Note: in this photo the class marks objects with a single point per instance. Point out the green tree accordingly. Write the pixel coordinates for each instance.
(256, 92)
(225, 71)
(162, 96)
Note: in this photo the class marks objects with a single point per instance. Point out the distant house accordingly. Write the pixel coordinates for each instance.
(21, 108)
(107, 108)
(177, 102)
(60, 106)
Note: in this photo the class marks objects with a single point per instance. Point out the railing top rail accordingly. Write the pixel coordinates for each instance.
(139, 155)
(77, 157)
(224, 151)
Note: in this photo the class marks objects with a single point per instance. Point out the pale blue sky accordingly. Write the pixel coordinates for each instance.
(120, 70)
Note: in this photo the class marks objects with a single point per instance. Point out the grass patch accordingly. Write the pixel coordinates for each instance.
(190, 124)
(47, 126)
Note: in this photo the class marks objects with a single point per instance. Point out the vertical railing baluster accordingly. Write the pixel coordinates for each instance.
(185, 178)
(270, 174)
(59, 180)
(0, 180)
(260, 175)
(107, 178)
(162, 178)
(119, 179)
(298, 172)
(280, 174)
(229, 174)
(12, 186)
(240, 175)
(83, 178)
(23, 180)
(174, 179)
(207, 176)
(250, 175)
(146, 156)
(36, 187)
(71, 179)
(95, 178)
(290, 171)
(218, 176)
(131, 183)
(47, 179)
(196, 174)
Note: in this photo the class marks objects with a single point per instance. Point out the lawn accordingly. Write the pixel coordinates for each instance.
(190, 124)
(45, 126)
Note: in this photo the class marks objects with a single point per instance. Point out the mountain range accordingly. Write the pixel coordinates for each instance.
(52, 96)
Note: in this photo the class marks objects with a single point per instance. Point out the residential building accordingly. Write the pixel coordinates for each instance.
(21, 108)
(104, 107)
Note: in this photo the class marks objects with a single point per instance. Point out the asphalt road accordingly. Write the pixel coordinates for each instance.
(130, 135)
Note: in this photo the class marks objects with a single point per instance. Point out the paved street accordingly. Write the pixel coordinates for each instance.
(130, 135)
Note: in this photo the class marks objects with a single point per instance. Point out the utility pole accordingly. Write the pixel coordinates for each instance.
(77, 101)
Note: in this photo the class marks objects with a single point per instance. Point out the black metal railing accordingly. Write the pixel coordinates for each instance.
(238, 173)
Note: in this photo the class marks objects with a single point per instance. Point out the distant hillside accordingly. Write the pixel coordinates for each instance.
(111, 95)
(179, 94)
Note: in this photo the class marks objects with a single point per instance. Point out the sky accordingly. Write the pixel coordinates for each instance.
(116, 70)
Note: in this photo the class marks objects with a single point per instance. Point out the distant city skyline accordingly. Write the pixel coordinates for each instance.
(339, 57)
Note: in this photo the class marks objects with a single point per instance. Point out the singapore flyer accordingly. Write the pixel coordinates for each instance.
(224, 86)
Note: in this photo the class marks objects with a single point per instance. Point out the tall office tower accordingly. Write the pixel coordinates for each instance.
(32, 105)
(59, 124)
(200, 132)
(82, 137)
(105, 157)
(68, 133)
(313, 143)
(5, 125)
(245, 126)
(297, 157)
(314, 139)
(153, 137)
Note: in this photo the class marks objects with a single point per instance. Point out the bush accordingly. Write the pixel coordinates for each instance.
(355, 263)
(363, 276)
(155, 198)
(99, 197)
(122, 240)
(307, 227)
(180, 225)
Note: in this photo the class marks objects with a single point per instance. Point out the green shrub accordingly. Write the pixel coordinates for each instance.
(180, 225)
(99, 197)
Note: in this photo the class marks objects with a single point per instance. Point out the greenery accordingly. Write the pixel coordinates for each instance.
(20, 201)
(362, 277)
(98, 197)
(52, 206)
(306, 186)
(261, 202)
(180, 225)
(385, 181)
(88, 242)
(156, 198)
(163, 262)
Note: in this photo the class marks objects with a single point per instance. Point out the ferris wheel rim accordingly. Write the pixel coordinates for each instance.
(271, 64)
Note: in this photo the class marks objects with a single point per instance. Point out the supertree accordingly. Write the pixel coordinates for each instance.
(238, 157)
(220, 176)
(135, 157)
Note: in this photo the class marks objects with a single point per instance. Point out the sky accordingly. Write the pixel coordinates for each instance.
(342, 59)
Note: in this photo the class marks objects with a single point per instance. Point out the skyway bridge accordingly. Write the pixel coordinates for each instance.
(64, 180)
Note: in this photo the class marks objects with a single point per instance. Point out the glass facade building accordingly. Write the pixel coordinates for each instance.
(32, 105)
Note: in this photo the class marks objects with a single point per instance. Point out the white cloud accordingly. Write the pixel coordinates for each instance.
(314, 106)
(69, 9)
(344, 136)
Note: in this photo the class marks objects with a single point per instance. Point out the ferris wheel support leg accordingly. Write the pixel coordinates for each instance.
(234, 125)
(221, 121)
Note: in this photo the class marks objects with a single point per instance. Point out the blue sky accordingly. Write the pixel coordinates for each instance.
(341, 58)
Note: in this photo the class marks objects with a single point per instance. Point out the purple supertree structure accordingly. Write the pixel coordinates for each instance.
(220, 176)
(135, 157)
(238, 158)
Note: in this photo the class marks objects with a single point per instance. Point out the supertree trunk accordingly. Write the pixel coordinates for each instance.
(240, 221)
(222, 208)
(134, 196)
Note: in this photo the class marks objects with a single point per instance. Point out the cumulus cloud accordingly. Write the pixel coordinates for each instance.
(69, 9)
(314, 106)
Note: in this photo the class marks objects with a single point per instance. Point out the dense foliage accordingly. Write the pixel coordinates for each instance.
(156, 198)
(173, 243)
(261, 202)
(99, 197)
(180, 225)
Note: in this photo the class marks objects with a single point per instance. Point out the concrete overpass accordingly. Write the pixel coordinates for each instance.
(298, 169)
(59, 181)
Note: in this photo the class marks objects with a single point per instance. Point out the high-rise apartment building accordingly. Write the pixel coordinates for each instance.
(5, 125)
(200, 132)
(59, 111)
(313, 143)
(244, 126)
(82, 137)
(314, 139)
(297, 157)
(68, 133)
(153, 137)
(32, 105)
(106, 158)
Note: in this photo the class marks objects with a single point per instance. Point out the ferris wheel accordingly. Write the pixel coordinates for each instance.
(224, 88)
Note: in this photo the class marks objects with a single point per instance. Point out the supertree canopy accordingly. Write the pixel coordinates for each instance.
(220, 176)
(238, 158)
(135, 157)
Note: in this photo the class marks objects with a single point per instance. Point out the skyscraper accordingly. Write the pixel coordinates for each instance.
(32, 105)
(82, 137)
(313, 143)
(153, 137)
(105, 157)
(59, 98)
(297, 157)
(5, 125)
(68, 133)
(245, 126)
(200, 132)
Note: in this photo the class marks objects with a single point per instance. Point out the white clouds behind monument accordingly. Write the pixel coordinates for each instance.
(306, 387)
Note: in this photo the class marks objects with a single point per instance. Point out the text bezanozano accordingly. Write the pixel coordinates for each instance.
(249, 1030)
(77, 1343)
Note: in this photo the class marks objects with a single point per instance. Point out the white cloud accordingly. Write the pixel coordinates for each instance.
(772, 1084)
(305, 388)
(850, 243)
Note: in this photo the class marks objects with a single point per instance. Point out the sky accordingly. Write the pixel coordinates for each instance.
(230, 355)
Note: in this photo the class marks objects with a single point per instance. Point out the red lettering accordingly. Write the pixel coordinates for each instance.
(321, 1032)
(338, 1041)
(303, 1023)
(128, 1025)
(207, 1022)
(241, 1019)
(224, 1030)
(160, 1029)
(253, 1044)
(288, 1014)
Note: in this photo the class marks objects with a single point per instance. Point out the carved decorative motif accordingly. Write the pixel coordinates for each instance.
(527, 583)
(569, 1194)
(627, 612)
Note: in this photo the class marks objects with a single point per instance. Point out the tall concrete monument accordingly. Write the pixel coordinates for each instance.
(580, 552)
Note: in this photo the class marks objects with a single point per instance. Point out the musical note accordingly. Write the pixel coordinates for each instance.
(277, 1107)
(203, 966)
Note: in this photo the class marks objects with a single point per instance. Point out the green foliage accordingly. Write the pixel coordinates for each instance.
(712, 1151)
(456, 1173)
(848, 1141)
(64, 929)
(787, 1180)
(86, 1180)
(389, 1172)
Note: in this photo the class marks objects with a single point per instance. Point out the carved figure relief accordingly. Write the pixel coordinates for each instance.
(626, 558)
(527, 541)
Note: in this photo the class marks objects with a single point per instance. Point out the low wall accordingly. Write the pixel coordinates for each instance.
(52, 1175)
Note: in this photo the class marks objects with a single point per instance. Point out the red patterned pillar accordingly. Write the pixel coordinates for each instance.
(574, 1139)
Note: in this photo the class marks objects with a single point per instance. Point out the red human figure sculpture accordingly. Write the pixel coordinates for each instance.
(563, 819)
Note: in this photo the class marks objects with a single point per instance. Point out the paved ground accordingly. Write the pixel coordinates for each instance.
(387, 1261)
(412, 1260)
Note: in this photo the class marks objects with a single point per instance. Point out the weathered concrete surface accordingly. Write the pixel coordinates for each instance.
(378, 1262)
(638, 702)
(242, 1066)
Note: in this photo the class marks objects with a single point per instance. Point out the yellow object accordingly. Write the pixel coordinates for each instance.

# EXERCISE DESCRIPTION:
Reproduce verbatim the lines of the listing above, from the line containing "the paved ground" through the final line of the listing, with both of those lines included.

# CORRECT RESPONSE:
Note: in this photo the class marks objects with a single point per instance. Point out the paved ground accordingly. Write the pixel coordinates for each instance.
(387, 1261)
(412, 1260)
Note: in this photo the class marks objects with a single point per instance. Point out the weathered concrete surface accordingly. Write the pixel coordinates for each instance.
(378, 1262)
(638, 702)
(242, 1066)
Note: in this photo the class marks objects with a single point per instance. Point out the yellow object accordingly. Write the pixel coordinates for each instance.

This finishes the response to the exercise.